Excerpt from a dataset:
——
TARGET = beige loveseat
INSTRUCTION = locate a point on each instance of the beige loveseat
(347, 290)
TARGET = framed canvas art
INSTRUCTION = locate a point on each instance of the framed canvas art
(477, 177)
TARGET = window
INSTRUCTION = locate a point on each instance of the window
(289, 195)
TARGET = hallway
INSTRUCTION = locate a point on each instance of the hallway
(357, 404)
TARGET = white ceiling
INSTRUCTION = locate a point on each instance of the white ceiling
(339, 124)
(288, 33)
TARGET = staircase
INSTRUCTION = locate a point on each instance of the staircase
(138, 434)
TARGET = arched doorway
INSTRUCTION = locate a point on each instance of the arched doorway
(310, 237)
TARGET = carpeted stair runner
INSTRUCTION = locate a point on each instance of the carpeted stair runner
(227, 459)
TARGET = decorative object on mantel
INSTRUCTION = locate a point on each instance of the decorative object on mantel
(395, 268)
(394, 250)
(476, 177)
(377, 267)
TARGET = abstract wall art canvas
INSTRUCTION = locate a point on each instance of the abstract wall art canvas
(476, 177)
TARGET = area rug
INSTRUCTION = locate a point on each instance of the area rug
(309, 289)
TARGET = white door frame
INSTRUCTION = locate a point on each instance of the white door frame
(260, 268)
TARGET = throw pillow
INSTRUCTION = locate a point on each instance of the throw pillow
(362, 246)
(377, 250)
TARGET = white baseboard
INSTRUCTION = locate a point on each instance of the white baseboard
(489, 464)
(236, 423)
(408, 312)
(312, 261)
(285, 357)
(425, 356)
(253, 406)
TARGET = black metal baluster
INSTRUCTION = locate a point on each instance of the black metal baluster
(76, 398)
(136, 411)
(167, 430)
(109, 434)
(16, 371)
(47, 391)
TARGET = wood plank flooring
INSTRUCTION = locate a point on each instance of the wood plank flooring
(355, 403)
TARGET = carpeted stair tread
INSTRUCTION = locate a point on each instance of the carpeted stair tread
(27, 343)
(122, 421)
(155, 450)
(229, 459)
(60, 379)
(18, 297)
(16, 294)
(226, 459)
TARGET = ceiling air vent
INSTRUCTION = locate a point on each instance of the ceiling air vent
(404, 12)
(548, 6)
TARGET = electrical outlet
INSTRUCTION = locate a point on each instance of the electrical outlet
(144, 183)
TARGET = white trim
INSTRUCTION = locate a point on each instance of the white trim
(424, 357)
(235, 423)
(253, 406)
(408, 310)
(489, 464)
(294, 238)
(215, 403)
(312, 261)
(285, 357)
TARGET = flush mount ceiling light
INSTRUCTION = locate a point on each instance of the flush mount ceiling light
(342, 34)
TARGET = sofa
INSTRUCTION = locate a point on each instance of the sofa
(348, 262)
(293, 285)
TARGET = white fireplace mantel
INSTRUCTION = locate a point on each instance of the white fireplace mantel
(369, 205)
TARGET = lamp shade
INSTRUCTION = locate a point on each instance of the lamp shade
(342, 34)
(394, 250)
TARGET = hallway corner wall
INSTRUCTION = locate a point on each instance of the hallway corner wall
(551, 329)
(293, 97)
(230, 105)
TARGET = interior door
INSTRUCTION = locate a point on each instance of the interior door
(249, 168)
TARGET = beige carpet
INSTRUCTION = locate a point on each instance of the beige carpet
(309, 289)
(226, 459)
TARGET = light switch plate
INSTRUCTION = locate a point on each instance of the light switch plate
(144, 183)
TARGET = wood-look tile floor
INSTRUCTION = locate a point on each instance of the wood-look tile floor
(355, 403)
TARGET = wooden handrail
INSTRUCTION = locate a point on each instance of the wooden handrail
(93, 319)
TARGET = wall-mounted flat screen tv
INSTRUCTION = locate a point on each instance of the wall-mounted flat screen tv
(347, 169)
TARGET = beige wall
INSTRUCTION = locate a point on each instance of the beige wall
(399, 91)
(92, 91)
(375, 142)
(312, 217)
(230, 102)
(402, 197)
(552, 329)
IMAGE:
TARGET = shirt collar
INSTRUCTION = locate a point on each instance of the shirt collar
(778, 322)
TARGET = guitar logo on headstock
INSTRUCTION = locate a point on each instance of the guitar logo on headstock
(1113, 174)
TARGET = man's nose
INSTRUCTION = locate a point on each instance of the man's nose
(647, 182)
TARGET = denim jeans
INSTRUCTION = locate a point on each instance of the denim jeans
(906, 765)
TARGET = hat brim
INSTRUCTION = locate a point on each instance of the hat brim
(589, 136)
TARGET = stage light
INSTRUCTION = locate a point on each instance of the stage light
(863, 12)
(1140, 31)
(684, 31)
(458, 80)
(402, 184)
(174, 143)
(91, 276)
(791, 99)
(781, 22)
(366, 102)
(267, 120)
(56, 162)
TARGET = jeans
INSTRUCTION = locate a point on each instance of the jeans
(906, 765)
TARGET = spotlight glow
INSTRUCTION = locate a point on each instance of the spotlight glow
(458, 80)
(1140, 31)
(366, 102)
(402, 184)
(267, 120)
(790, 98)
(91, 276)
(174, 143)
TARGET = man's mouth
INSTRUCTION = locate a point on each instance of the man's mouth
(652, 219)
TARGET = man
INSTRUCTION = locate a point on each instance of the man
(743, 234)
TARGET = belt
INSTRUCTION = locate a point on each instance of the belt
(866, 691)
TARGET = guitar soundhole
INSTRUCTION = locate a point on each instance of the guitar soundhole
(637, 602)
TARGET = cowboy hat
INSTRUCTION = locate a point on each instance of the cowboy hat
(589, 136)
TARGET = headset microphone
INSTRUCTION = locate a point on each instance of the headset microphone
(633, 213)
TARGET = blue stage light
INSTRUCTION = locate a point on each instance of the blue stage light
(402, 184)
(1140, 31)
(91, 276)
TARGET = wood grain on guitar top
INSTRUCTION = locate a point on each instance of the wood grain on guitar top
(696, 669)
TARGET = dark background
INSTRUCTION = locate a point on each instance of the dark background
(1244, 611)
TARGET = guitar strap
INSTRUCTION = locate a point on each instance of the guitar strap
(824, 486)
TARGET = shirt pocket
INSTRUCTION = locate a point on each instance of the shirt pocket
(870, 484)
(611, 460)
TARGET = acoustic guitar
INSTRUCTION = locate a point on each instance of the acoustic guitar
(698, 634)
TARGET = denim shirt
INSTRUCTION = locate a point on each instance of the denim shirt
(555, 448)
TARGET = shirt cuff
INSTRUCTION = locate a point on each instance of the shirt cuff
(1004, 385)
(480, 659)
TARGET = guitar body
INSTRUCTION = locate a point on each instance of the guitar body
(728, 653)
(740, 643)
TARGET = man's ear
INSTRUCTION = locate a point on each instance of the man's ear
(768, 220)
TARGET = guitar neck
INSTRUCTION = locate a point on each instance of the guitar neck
——
- _YOUR OBJECTIVE_
Repeat every entry word for word.

- _SOLUTION FOR THIS TASK_
TARGET = beige loveseat
INSTRUCTION = locate a point on each instance of the beige loveseat
(347, 290)
TARGET = framed canvas art
INSTRUCTION = locate a point on each instance of the framed canvas art
(477, 177)
TARGET = window
INSTRUCTION = locate a point on each instance of the window
(289, 195)
TARGET = hallway
INSTRUCTION = locate a point on each instance of the hallway
(357, 404)
TARGET = white ceiling
INSTRUCTION = locate a point on each instance of the white ceiling
(339, 124)
(288, 33)
TARGET = staircase
INSTRUCTION = locate a point on each instance of the staircase
(138, 434)
TARGET = arched doorway
INSTRUCTION = locate a point on each instance of the arched doorway
(310, 237)
TARGET = carpeted stair runner
INSTRUCTION = locate a point on each instance of the carpeted stair runner
(227, 459)
TARGET = decorative object on mantel
INSTRUCTION = locate a point on each instance of the decorative object on mantel
(395, 268)
(394, 250)
(476, 177)
(377, 267)
TARGET = abstract wall art canvas
INSTRUCTION = locate a point on each instance of the abstract wall art canvas
(476, 177)
TARGET = area rug
INSTRUCTION = locate a point on each instance of the area rug
(309, 289)
TARGET = white door frame
INSTRUCTION = locate a point on each instance of the white door frame
(260, 268)
TARGET = throw pillow
INSTRUCTION = locate a point on each instance of the throw pillow
(362, 246)
(377, 250)
TARGET = white baseboard
INSTRUCTION = locate a point on each instance of the white baseboard
(489, 464)
(236, 423)
(408, 312)
(312, 261)
(285, 357)
(425, 356)
(253, 406)
TARGET = black metal baluster
INSTRUCTION = locate a point on each instance of the black metal baluster
(76, 398)
(136, 411)
(167, 430)
(109, 434)
(16, 371)
(47, 391)
TARGET = wood plank flooring
INSTRUCTION = locate a point on each instance of the wood plank flooring
(355, 403)
TARGET = carpeted stair tread
INSTRUCTION = locate a point on each instance of the carpeted stair tread
(27, 343)
(122, 421)
(155, 450)
(229, 459)
(60, 379)
(18, 297)
(16, 294)
(226, 459)
TARGET = ceiling air vent
INSTRUCTION = locate a point on each instance of the ceiling air vent
(404, 12)
(548, 6)
TARGET = electrical outlet
INSTRUCTION = locate a point on each instance of the electrical outlet
(144, 183)
TARGET = white trim
INSTRUCTION = locate a point on each instance of the white trim
(424, 357)
(235, 423)
(253, 406)
(408, 310)
(489, 464)
(294, 238)
(215, 403)
(312, 261)
(285, 357)
TARGET = flush mount ceiling light
INSTRUCTION = locate a point on each instance of the flush mount ceiling light
(342, 34)
TARGET = sofa
INSTRUCTION = locate a point on each instance of the sofa
(348, 262)
(293, 285)
TARGET = white fireplace mantel
INSTRUCTION = locate a point on each instance of the white fireplace mantel
(369, 205)
TARGET = lamp shade
INSTRUCTION = locate a point on each instance of the lamp shade
(342, 34)
(394, 250)
TARGET = hallway corner wall
INSTRUCTION = locate a point on each instance of the hallway corner wall
(551, 329)
(293, 97)
(230, 105)
TARGET = interior door
INSTRUCTION = locate a point on each instance of the interior door
(249, 168)
TARGET = beige carpet
INSTRUCTION = locate a point on each instance of the beige carpet
(309, 289)
(226, 459)
TARGET = light switch plate
INSTRUCTION = locate a point on each instance of the light switch plate
(144, 183)
TARGET = wood-look tile floor
INSTRUCTION = locate a point on each instance of the wood-look tile floor
(355, 403)
TARGET = wooden handrail
INSTRUCTION = locate a point on each instance of the wooden handrail
(93, 319)
TARGET = wall-mounted flat screen tv
INSTRUCTION = locate a point on each instance of the wall-mounted flat screen tv
(347, 169)
TARGET = beige wall
INSTRUCTION = locate a point on each instance of the beige wall
(399, 91)
(92, 91)
(375, 142)
(312, 217)
(230, 102)
(402, 197)
(552, 329)
IMAGE:
TARGET = shirt collar
INSTRUCTION = locate a point on each instance of the shirt collar
(778, 322)
TARGET = guitar logo on headstock
INSTRUCTION = locate a point on each instance of the guitar logo on headstock
(1113, 174)
TARGET = man's nose
INSTRUCTION = locate a point on each instance of the man's nose
(647, 182)
TARGET = denim jeans
INSTRUCTION = locate a point on each instance of the denim jeans
(906, 765)
TARGET = hat brim
INSTRUCTION = locate a point on each instance of the hat brim
(589, 136)
TARGET = stage light
INSTRUCTION = locate a point on each instance of the stage light
(863, 12)
(1140, 31)
(684, 31)
(458, 80)
(402, 184)
(174, 143)
(91, 276)
(791, 99)
(781, 22)
(366, 102)
(267, 120)
(56, 162)
TARGET = jeans
INSTRUCTION = locate a point on each instance of the jeans
(906, 765)
TARGET = spotlight glow
INSTRUCTION = locate a point on each instance of the spotlight glow
(458, 80)
(1140, 31)
(366, 102)
(402, 184)
(267, 120)
(790, 98)
(91, 276)
(174, 143)
TARGET = man's mouth
INSTRUCTION = locate a point on each instance of the man's mouth
(652, 219)
TARGET = man
INSTRUCTION = locate a point on each instance of the man
(743, 234)
TARGET = belt
INSTRUCTION = locate a point on each instance of the belt
(866, 691)
TARGET = guitar soundhole
INSTRUCTION = locate a point on each instance of the guitar soundhole
(637, 602)
TARGET = cowboy hat
INSTRUCTION = locate a point on each instance of the cowboy hat
(589, 136)
TARGET = headset microphone
INSTRUCTION = locate a point on each instance of the headset microphone
(633, 213)
TARGET = blue stage light
INSTRUCTION = locate a point on each instance of the blue stage light
(402, 184)
(1140, 31)
(91, 276)
TARGET = wood grain on guitar top
INSTRUCTION = locate a point on each instance of the wood grain on guitar top
(696, 669)
TARGET = dark background
INSTRUCTION = locate a point on each instance of the dark background
(1244, 611)
TARGET = guitar strap
INSTRUCTION = locate a point on each instance of the guitar strap
(824, 486)
TARGET = shirt pocket
INSTRUCTION = locate a point on each instance of the shirt pocket
(870, 484)
(611, 460)
TARGET = acoustic guitar
INSTRUCTION = locate a point on each instance of the acoustic guitar
(698, 634)
TARGET = denim shirt
INSTRUCTION = locate a point on each instance of the denim shirt
(555, 448)
TARGET = shirt cuff
INSTRUCTION = locate a point on each instance of the shirt cuff
(1004, 385)
(480, 659)
TARGET = guitar body
INSTRUCTION = locate a point on each instance of the guitar body
(728, 653)
(740, 643)
TARGET = man's ear
INSTRUCTION = locate a point on each instance of the man's ear
(768, 220)
TARGET = guitar neck
INSTRUCTION = locate a point on each instance of the guitar neck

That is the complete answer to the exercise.